━━━ DATA TO PROCESS

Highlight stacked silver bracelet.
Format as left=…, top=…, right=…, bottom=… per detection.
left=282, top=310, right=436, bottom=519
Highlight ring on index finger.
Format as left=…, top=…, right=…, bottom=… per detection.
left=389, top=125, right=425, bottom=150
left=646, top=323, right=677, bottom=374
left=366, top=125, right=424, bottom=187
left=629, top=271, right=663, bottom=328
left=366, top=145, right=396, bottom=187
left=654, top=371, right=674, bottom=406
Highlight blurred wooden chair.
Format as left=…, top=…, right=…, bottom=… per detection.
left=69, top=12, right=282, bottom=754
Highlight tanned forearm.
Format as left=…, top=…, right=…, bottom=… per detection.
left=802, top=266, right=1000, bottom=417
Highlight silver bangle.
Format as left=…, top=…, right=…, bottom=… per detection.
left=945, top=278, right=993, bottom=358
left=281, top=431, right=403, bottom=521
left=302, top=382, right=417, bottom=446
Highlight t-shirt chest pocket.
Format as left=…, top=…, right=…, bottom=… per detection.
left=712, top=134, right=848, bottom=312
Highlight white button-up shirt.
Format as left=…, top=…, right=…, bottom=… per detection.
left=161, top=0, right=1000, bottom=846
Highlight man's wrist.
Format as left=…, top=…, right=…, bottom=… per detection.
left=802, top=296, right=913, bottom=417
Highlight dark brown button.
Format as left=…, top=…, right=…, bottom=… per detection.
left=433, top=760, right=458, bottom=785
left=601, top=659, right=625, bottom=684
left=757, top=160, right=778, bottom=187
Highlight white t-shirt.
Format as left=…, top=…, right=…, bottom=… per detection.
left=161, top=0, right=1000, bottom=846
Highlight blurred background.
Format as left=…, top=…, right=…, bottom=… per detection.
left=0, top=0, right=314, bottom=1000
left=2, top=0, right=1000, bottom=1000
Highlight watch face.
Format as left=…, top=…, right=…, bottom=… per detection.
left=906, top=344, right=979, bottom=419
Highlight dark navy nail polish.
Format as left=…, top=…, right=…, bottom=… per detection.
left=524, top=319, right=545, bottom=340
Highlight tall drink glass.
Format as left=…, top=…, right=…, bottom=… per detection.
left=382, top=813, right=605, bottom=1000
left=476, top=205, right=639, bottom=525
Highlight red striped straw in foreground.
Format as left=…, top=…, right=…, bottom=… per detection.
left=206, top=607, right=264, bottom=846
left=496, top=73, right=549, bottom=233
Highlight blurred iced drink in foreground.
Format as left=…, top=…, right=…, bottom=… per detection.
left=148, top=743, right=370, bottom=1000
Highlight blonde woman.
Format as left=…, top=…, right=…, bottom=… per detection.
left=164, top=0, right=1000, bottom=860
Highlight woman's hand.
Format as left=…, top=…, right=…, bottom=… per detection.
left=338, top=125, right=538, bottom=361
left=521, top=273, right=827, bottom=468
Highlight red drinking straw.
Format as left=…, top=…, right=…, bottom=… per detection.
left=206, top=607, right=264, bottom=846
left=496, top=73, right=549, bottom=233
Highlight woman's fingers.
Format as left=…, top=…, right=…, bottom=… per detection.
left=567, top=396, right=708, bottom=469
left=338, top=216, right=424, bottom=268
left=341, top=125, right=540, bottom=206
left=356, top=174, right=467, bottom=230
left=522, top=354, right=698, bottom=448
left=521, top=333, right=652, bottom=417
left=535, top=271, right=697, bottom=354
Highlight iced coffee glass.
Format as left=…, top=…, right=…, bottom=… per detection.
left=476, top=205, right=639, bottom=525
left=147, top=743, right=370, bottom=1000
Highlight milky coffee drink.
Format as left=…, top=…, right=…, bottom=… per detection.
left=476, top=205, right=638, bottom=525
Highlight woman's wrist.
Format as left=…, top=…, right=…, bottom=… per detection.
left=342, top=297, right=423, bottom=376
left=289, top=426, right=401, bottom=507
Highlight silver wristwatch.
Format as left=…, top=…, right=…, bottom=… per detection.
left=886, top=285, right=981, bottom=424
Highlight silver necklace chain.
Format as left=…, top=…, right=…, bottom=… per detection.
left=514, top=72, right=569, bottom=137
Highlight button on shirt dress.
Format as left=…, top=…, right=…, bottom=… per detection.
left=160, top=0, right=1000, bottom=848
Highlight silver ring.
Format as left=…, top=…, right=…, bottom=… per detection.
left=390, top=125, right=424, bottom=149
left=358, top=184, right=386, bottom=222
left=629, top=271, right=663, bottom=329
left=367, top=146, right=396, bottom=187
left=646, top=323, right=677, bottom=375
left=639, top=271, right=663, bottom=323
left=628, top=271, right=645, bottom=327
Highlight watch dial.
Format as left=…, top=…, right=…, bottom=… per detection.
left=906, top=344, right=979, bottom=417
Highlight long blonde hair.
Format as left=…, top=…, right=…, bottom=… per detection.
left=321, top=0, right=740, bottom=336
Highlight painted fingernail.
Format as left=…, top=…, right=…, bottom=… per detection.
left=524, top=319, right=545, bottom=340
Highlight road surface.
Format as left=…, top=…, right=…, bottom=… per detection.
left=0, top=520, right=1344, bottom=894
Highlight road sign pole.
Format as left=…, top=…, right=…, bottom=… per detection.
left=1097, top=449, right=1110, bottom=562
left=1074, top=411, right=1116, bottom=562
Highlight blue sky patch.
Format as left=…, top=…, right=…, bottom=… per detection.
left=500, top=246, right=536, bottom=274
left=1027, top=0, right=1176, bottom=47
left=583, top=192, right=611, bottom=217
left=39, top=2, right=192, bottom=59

━━━━━━

Retype every item above word for word, changing nothing.

Highlight stacked silver bracelet.
Format as left=…, top=…, right=…, bottom=… per detection.
left=282, top=310, right=436, bottom=519
Highlight ring on index finger.
Format as left=…, top=…, right=…, bottom=… per detection.
left=389, top=125, right=425, bottom=150
left=646, top=323, right=677, bottom=374
left=366, top=125, right=424, bottom=187
left=629, top=271, right=663, bottom=328
left=366, top=145, right=396, bottom=187
left=654, top=371, right=674, bottom=406
Highlight blurred wooden chair.
Format as left=…, top=…, right=…, bottom=… per detection.
left=69, top=12, right=282, bottom=754
Highlight tanned forearm.
Format as left=…, top=…, right=…, bottom=… per detection.
left=802, top=266, right=1000, bottom=417
Highlight silver bangle.
Format as left=…, top=…, right=…, bottom=… per detection.
left=945, top=278, right=993, bottom=358
left=281, top=431, right=403, bottom=521
left=302, top=382, right=417, bottom=446
Highlight t-shirt chest pocket.
Format as left=…, top=…, right=…, bottom=… per detection.
left=712, top=134, right=848, bottom=312
Highlight white button-up shirt.
Format as left=…, top=…, right=…, bottom=… per detection.
left=161, top=0, right=1000, bottom=846
Highlight man's wrist.
Format as left=…, top=…, right=…, bottom=… per detection.
left=802, top=296, right=913, bottom=417
Highlight dark brown button.
Format as left=…, top=…, right=…, bottom=… per detection.
left=433, top=760, right=458, bottom=785
left=601, top=659, right=625, bottom=684
left=757, top=160, right=778, bottom=187
Highlight white t-shirt.
Format as left=…, top=…, right=…, bottom=… per detection.
left=161, top=0, right=1000, bottom=846
Highlight blurred background.
Format as left=…, top=…, right=…, bottom=… per detection.
left=0, top=0, right=314, bottom=1000
left=2, top=0, right=1000, bottom=1000
Highlight watch face.
Format as left=…, top=…, right=…, bottom=… per detection.
left=906, top=344, right=979, bottom=419
Highlight dark navy nail polish.
Format as left=…, top=…, right=…, bottom=… per detection.
left=524, top=319, right=545, bottom=340
Highlight tall drink glass.
Format as left=…, top=…, right=…, bottom=… per detection.
left=382, top=813, right=605, bottom=1000
left=476, top=205, right=639, bottom=525
Highlight red striped straw in foreground.
Format as left=…, top=…, right=…, bottom=… per detection.
left=206, top=607, right=264, bottom=846
left=496, top=73, right=549, bottom=233
Highlight blurred iced drink in foreground.
Format as left=…, top=…, right=…, bottom=… per detection.
left=148, top=743, right=370, bottom=1000
Highlight blonde woman.
Format as left=…, top=…, right=…, bottom=… per detection.
left=164, top=0, right=1000, bottom=860
Highlight woman's hand.
Format as left=…, top=…, right=…, bottom=… per detection.
left=338, top=125, right=538, bottom=361
left=521, top=273, right=827, bottom=468
Highlight red drinking straw.
Format as left=…, top=…, right=…, bottom=… per detection.
left=206, top=607, right=264, bottom=846
left=496, top=73, right=549, bottom=233
Highlight woman's fingers.
Format as left=…, top=…, right=…, bottom=… per detection.
left=567, top=396, right=708, bottom=469
left=338, top=216, right=424, bottom=268
left=341, top=125, right=540, bottom=206
left=356, top=174, right=467, bottom=230
left=522, top=354, right=698, bottom=448
left=521, top=333, right=652, bottom=417
left=535, top=271, right=697, bottom=354
Highlight iced coffee glass.
Format as left=…, top=…, right=…, bottom=… per detection.
left=476, top=205, right=639, bottom=525
left=147, top=743, right=370, bottom=1000
Highlight milky coffee drink.
Format as left=…, top=…, right=…, bottom=… per detection.
left=476, top=205, right=638, bottom=525
Highlight woman's wrist.
Format as left=…, top=…, right=…, bottom=… per detection.
left=342, top=297, right=423, bottom=376
left=289, top=426, right=401, bottom=507
Highlight silver wristwatch.
Format as left=…, top=…, right=…, bottom=… per detection.
left=886, top=285, right=981, bottom=424
Highlight silver necklace chain.
Format as left=…, top=…, right=…, bottom=… per detection.
left=514, top=72, right=569, bottom=137
Highlight button on shirt dress.
Format as left=…, top=…, right=…, bottom=… per detection.
left=160, top=0, right=1000, bottom=848
Highlight silver ring.
Format as left=…, top=…, right=…, bottom=… per detection.
left=390, top=125, right=424, bottom=149
left=358, top=184, right=386, bottom=222
left=629, top=271, right=663, bottom=329
left=367, top=146, right=396, bottom=187
left=646, top=323, right=677, bottom=375
left=639, top=271, right=663, bottom=323
left=628, top=271, right=645, bottom=327
Highlight watch dial.
Format as left=…, top=…, right=…, bottom=… per detection.
left=906, top=344, right=979, bottom=417
Highlight long blonde hair.
Format as left=…, top=…, right=…, bottom=… per detection.
left=321, top=0, right=740, bottom=336
Highlight painted fingernail.
Format as left=…, top=…, right=…, bottom=… per detection.
left=524, top=319, right=545, bottom=340
Highlight road surface.
Format as left=…, top=…, right=…, bottom=… per detection.
left=0, top=520, right=1344, bottom=894
Highlight road sign pole.
Format as left=…, top=…, right=…, bottom=… per detection.
left=1097, top=449, right=1110, bottom=562
left=1074, top=411, right=1116, bottom=562
Highlight blue sky patch.
Format as left=…, top=…, right=…, bottom=… per detection.
left=500, top=246, right=536, bottom=274
left=1027, top=0, right=1176, bottom=47
left=583, top=192, right=611, bottom=217
left=39, top=2, right=192, bottom=59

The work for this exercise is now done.